## [Directions for this task]
Set down each of the records below word for word, leaving out the pictures.
-- START Data for the task --
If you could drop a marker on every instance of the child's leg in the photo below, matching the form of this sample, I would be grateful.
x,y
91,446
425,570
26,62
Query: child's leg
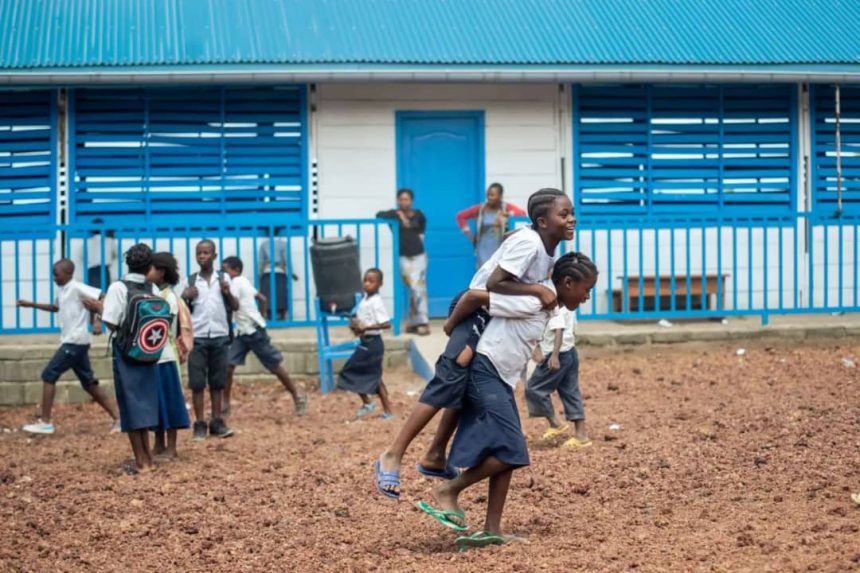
x,y
448,492
383,397
498,494
228,388
571,398
159,447
48,393
436,457
171,443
-- END Data for the task --
## [Result of the exercise]
If you could drop a marker on every instance of the child's leg in the photo below, matching the form of this sample, I would be grateful.
x,y
91,446
425,570
26,62
Query: child's leg
x,y
448,492
383,397
498,494
228,388
571,398
159,447
48,393
436,457
171,443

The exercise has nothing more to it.